_Passage_
Family Action secures future of at-risk counselling charity Relate

National family support charity Family Action has bought couples counselling charity Relate, which had entered administration at the end of last after experiencing financial problems following the loss of government contract funding.

The deal with Family Action secures the future of 185 jobs at Relate. Staff transferred to the family support charity at the start of this month.

The move has been announced by FRP Advisory partners Philip Reynolds and Ian Corfield, who were appointed joint administrators for Relate at the end of November 2024.

“Following an accelerated marketing process, a buyer – national charity Family Action – has now been found, securing the jobs of 185 Relate employees who will transfer into Family Action on 1st January 2025,” they confirmed.

Reynolds added: “Relate is a lifeline for families across the country struggling with a range of domestic issues. We’re pleased that an unfortunate period of financial uncertainty hasn’t put a stop to that vital work.

“Family Action’s track record of supporting families through change, challenge and crisis dovetails well with Relate’s mission and we’re optimistic that this deal gives the charity the foundation it needs to return to a stable footing.”

Following the deal the couples counselling charity will continue to trade under the Relate brand.

_Exercise set_
a – Reproduce word for word the part of the article on Family Action's purchase of Relate starting with "The move has" and going on through "that vital work.".
b – For each statement below, say yes or no as to whether the article on Family Action's purchase of Relate supports it, and quote the words that decide it. (i) The deal secures the future of 185 jobs at Relate. (ii) Philip Reynolds and Ian Corfield were appointed joint administrators for Relate at the end of October 2024. (iii) After the deal, Relate will trade under the Family Action brand.
c – According to the article on Family Action's purchase of Relate, which firm are Philip Reynolds and Ian Corfield partners at?

_Supplied information_
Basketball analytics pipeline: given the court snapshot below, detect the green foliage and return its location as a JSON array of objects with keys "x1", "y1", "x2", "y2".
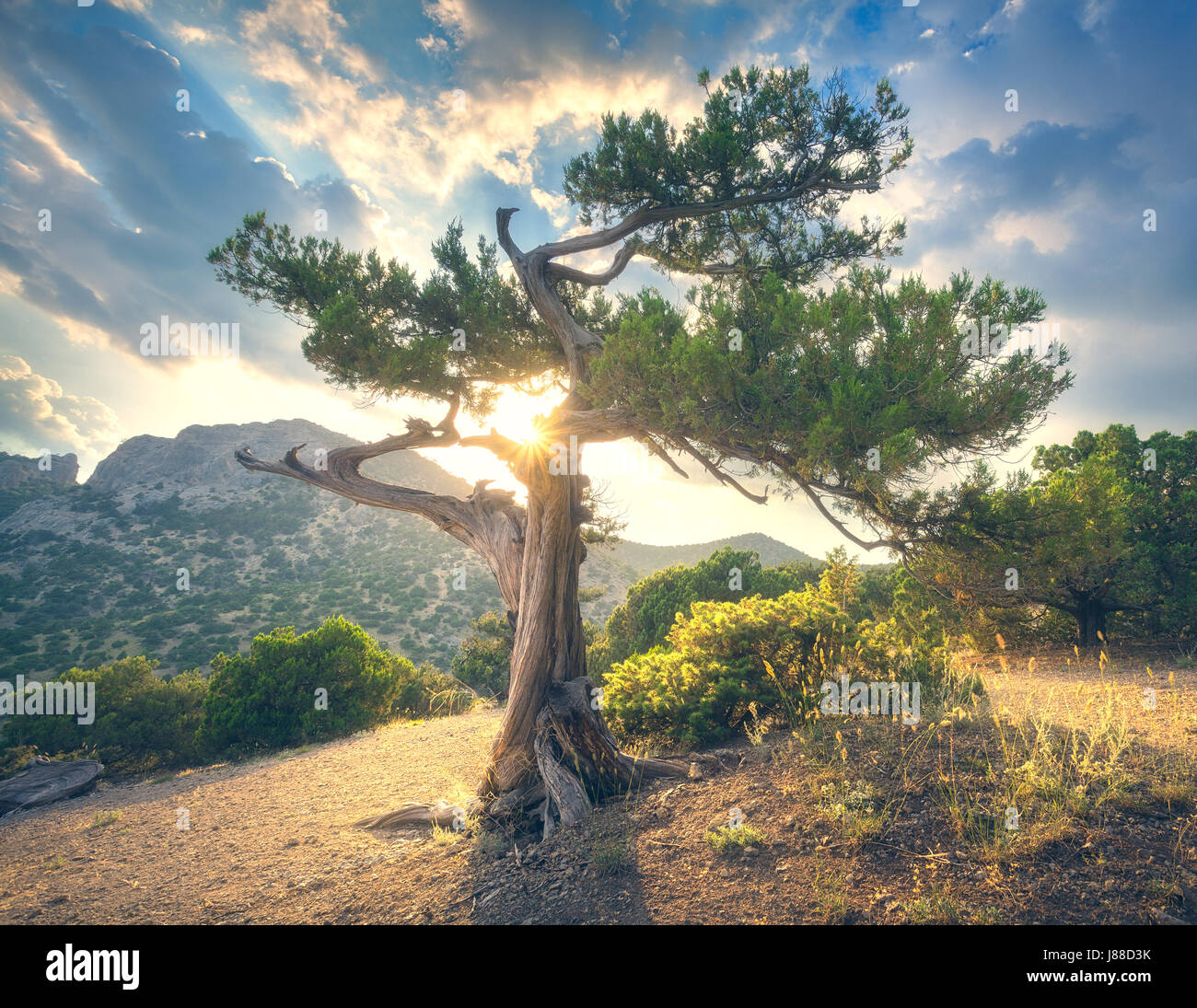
[
  {"x1": 703, "y1": 822, "x2": 766, "y2": 855},
  {"x1": 605, "y1": 552, "x2": 942, "y2": 745},
  {"x1": 210, "y1": 66, "x2": 1072, "y2": 562},
  {"x1": 5, "y1": 657, "x2": 208, "y2": 772},
  {"x1": 587, "y1": 546, "x2": 819, "y2": 680},
  {"x1": 564, "y1": 66, "x2": 912, "y2": 282},
  {"x1": 449, "y1": 612, "x2": 515, "y2": 697},
  {"x1": 201, "y1": 617, "x2": 464, "y2": 750},
  {"x1": 208, "y1": 211, "x2": 563, "y2": 417},
  {"x1": 921, "y1": 423, "x2": 1197, "y2": 644}
]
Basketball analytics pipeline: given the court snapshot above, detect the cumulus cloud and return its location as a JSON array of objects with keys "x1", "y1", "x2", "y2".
[{"x1": 0, "y1": 354, "x2": 120, "y2": 455}]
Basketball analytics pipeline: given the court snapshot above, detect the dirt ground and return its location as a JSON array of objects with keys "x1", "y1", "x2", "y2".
[{"x1": 0, "y1": 653, "x2": 1197, "y2": 924}]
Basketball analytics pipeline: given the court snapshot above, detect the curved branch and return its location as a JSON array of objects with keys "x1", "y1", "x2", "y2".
[
  {"x1": 545, "y1": 242, "x2": 639, "y2": 287},
  {"x1": 533, "y1": 167, "x2": 852, "y2": 259},
  {"x1": 235, "y1": 405, "x2": 526, "y2": 612}
]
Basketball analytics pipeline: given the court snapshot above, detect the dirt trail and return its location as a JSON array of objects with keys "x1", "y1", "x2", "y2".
[
  {"x1": 0, "y1": 710, "x2": 499, "y2": 923},
  {"x1": 0, "y1": 654, "x2": 1197, "y2": 924}
]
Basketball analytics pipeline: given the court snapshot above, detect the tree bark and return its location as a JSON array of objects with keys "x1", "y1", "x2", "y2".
[
  {"x1": 479, "y1": 451, "x2": 587, "y2": 797},
  {"x1": 1076, "y1": 598, "x2": 1106, "y2": 648}
]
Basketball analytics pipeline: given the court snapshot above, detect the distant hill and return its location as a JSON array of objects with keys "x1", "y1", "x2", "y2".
[
  {"x1": 0, "y1": 420, "x2": 803, "y2": 677},
  {"x1": 615, "y1": 531, "x2": 814, "y2": 577}
]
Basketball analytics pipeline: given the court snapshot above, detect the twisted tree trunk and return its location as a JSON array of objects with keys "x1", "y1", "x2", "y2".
[{"x1": 479, "y1": 458, "x2": 589, "y2": 797}]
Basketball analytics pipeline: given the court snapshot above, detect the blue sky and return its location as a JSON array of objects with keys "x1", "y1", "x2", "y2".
[{"x1": 0, "y1": 0, "x2": 1197, "y2": 559}]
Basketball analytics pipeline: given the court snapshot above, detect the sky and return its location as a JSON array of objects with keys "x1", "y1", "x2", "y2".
[{"x1": 0, "y1": 0, "x2": 1197, "y2": 561}]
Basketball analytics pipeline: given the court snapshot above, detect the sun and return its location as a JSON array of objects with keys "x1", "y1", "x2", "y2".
[{"x1": 487, "y1": 391, "x2": 552, "y2": 444}]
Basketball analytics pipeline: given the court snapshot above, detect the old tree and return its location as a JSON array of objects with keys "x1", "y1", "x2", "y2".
[{"x1": 210, "y1": 67, "x2": 1070, "y2": 829}]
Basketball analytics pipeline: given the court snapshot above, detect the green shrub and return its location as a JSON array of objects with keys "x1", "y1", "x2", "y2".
[
  {"x1": 201, "y1": 608, "x2": 471, "y2": 750},
  {"x1": 703, "y1": 822, "x2": 767, "y2": 853},
  {"x1": 605, "y1": 558, "x2": 943, "y2": 746},
  {"x1": 5, "y1": 657, "x2": 208, "y2": 772},
  {"x1": 449, "y1": 612, "x2": 515, "y2": 697}
]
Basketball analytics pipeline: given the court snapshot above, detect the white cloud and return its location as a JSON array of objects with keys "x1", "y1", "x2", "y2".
[
  {"x1": 531, "y1": 186, "x2": 572, "y2": 227},
  {"x1": 0, "y1": 354, "x2": 120, "y2": 455}
]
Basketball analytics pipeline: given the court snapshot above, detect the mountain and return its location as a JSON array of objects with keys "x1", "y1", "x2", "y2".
[
  {"x1": 0, "y1": 420, "x2": 803, "y2": 678},
  {"x1": 0, "y1": 451, "x2": 79, "y2": 490}
]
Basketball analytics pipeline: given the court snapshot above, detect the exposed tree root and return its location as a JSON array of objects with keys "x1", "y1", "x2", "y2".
[{"x1": 354, "y1": 677, "x2": 717, "y2": 838}]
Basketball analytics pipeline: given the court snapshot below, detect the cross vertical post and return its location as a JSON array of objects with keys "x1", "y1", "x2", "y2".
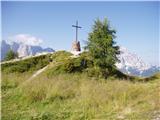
[{"x1": 72, "y1": 21, "x2": 82, "y2": 42}]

_Solved tasks_
a –
The move has been announced by FRP Advisory partners Philip Reynolds and Ian Corfield, who were appointed joint administrators for Relate at the end of November 2024.

“Following an accelerated marketing process, a buyer – national charity Family Action – has now been found, securing the jobs of 185 Relate employees who will transfer into Family Action on 1st January 2025,” they confirmed.

Reynolds added: “Relate is a lifeline for families across the country struggling with a range of domestic issues. We’re pleased that an unfortunate period of financial uncertainty hasn’t put a stop to that vital work.

b –
(i) Yes: "The deal with Family Action secures the future of 185 jobs at Relate."
(ii) No: "who were appointed joint administrators for Relate at the end of November 2024."
(iii) No: "Following the deal the couples counselling charity will continue to trade under the Relate brand."

c – FRP Advisory.